取り組む作業:
**a.** トリクロサンと卵巣予備能に関する文章の「尿中のトリクロサン濃度と卵巣予備能との関係」から「を対象に研究を実施しました。」までの部分を、「ART治療」を「生殖補助医療」に置き換えて編集してください。
**b.** トリクロサンと卵巣予備能に関する文章のうち「その結果、」で始まる段落を、主な事実を残して箇条書きに書き換えてください。

検討対象の文章:

母児の健康 有害物質

尿中のトリクロサン濃度と卵巣予備能との関係

細川忠宏

triclosan
ハーバード公衆衛生大学院とCDC(アメリカ疾病予防管理センター)の国立環境衛生センター の研究チームは、トリクロサンが女性の卵巣年齢に及ぼす影響を調べることを目的に、マサチューセッツ総合病院でART治療を受け、EARTH研究(*)に参加している109名の女性患者を対象に研究を実施しました。

試験開始時と治療周期中に2回、採尿した225検体の比重調整後の尿中トリクロサンを測定し、月経3日目、もしくは、消退出血3日目に超音波検査で測定した胞状卵胞数との関連を解析しました。

その結果、尿中トリクロサン濃度が高い女性ほど胞状卵胞数が少ないことがわかりました。特に、BMIが25未満の女性や35歳未満の女性の間で、より強い傾向がみられ、BMIが25未満の女性では尿中トリクロサン濃度が中央値を上回る女性はそれ以下の女性に比べ胞状卵胞数が3.2個、35歳未満の女性では1.8個、それぞれ、少ないことがわかりました。

(抽出された記録)
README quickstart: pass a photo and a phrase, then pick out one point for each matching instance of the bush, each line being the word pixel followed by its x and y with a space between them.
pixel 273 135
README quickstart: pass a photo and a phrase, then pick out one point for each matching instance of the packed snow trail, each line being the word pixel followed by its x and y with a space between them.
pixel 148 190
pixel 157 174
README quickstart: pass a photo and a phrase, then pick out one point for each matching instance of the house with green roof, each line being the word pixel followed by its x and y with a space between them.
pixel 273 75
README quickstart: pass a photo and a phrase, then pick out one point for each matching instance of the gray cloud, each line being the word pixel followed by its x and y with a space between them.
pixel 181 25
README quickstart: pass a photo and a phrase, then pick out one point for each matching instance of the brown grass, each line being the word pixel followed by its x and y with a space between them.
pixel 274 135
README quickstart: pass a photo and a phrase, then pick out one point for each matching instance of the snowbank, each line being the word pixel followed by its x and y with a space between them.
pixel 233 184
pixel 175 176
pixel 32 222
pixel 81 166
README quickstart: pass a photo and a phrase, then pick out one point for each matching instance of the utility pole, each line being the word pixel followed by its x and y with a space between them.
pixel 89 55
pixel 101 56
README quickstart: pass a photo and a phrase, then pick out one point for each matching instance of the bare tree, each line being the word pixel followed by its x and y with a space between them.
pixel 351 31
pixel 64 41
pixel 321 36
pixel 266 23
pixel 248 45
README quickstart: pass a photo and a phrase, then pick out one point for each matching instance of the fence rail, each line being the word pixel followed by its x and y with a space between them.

問題の解答:
**a.**
尿中のトリクロサン濃度と卵巣予備能との関係

細川忠宏

triclosan
ハーバード公衆衛生大学院とCDC(アメリカ疾病予防管理センター)の国立環境衛生センター の研究チームは、トリクロサンが女性の卵巣年齢に及ぼす影響を調べることを目的に、マサチューセッツ総合病院で生殖補助医療を受け、EARTH研究(*)に参加している109名の女性患者を対象に研究を実施しました。

**b.**
- 尿中トリクロサン濃度が高い女性ほど、胞状卵胞数が少なかった。
- この傾向は、BMIが25未満の女性と35歳未満の女性でより強かった。
- BMIが25未満の女性では、濃度が中央値を上回る女性は中央値以下の女性より胞状卵胞数が3.2個少なかった。
- 35歳未満の女性では、同じ比較で胞状卵胞数が1.8個少なかった。